# Written request:
Print the listing below verbatim, from start to finish, leaving out the picture.

# Data section:
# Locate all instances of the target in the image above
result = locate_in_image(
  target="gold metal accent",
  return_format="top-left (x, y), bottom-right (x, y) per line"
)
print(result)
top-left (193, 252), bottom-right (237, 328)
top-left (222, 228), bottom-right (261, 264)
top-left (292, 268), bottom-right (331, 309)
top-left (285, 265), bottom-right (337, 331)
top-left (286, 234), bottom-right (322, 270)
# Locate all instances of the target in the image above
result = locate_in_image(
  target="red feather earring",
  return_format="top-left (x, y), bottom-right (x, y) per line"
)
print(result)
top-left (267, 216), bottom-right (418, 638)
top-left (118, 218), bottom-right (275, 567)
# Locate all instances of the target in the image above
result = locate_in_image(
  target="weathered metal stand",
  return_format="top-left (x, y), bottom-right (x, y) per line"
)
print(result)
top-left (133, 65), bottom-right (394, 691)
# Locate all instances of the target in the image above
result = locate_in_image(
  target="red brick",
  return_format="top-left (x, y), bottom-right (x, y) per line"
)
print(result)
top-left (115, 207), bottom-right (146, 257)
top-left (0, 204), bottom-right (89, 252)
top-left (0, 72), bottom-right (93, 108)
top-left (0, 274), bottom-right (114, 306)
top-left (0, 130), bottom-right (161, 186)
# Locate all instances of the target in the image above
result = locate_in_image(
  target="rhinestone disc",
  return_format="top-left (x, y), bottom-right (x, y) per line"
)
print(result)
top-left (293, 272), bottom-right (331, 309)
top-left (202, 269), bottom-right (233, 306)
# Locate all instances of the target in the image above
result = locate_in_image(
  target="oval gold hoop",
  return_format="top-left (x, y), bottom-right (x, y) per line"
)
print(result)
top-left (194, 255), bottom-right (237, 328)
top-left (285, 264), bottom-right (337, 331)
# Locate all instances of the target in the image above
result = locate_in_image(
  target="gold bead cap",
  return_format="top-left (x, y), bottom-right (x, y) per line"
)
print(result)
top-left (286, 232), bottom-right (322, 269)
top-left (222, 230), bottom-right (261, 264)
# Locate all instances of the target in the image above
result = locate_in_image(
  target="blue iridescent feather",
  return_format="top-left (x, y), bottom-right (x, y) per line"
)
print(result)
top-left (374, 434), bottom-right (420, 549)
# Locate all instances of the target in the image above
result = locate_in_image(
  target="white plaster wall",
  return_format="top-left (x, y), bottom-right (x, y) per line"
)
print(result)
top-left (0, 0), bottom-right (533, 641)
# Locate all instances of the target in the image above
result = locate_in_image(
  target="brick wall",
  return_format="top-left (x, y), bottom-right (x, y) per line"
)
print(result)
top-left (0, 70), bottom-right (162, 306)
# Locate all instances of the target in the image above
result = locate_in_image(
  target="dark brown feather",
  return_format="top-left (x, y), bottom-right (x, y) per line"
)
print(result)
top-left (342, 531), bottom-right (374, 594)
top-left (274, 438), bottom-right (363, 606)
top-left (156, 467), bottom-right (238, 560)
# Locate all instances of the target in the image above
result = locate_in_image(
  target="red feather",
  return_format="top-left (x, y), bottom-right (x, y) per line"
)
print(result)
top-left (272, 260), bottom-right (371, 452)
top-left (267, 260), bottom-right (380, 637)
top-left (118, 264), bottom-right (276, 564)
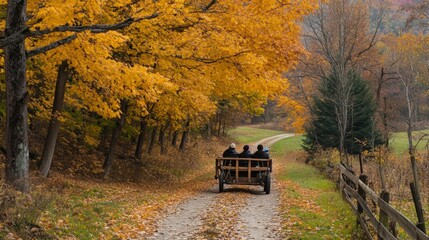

# Answer to this task:
# Locate all instances of the target in the image above
result = locate_in_image(
  target="gold metal accent",
  return_format="top-left (x, y), bottom-right (x, y) per line"
)
print(result)
top-left (193, 252), bottom-right (237, 328)
top-left (222, 228), bottom-right (261, 264)
top-left (292, 268), bottom-right (331, 309)
top-left (285, 265), bottom-right (337, 331)
top-left (286, 234), bottom-right (322, 270)
# Locate all instances of the target in the image above
result = locate_in_image(
  target="red feather earring",
  return_format="top-left (x, y), bottom-right (x, y) per line"
)
print(result)
top-left (267, 216), bottom-right (418, 638)
top-left (118, 218), bottom-right (275, 567)
# Locate all instances of the target in the image above
result = locate_in_image(
  target="weathered metal stand",
  return_format="top-left (x, y), bottom-right (x, y) per line"
)
print(result)
top-left (133, 65), bottom-right (394, 691)
# Locate all instances of the target in the image above
result = locate_in_image(
  target="red brick",
  return_format="top-left (x, y), bottom-right (x, y) per line"
)
print(result)
top-left (115, 207), bottom-right (146, 257)
top-left (0, 204), bottom-right (89, 252)
top-left (0, 72), bottom-right (93, 108)
top-left (0, 274), bottom-right (114, 306)
top-left (0, 130), bottom-right (161, 186)
# Locate all instances of the target in the image above
result = locate_in_image(
  target="rhinestone disc",
  return_format="top-left (x, y), bottom-right (x, y) per line"
)
print(result)
top-left (293, 272), bottom-right (331, 309)
top-left (202, 269), bottom-right (233, 306)
# Locate all instances of the target in the image above
result = locate_in_image(
  target="oval gold hoop",
  return_format="top-left (x, y), bottom-right (x, y) per line"
)
print(result)
top-left (194, 255), bottom-right (237, 328)
top-left (285, 264), bottom-right (337, 331)
# Locate all instances of the target in the image above
result = locate_in_image(
  target="gold bead cap",
  return_format="top-left (x, y), bottom-right (x, y) per line"
)
print(result)
top-left (286, 232), bottom-right (322, 269)
top-left (222, 230), bottom-right (261, 264)
# Locate all instances of the target in the image above
result = locate_in_image(
  target="blue iridescent feather",
  return_format="top-left (x, y), bottom-right (x, y) per line"
)
print(result)
top-left (374, 434), bottom-right (420, 549)
# Locate all instances of the target in the image above
result = locate_in_image(
  target="white plaster wall",
  return_format="top-left (x, y), bottom-right (x, y) per line"
)
print(result)
top-left (0, 0), bottom-right (533, 641)
# Locate all instances of the target in the image above
result = locate_in_image(
  target="brick wall",
  return_format="top-left (x, y), bottom-right (x, y) per line"
)
print(result)
top-left (0, 70), bottom-right (162, 306)
# Locate all instances of the target in the image above
result = locate_in_image(
  target="dark brown feather",
  return_format="top-left (x, y), bottom-right (x, y) per line"
)
print(result)
top-left (342, 531), bottom-right (374, 594)
top-left (274, 438), bottom-right (363, 606)
top-left (156, 467), bottom-right (238, 560)
# Locate all instances of the target in the image above
result = locate_in_image(
  target="red feather",
  return_format="top-left (x, y), bottom-right (x, y) per line"
)
print(result)
top-left (272, 260), bottom-right (371, 452)
top-left (267, 260), bottom-right (380, 637)
top-left (118, 264), bottom-right (276, 564)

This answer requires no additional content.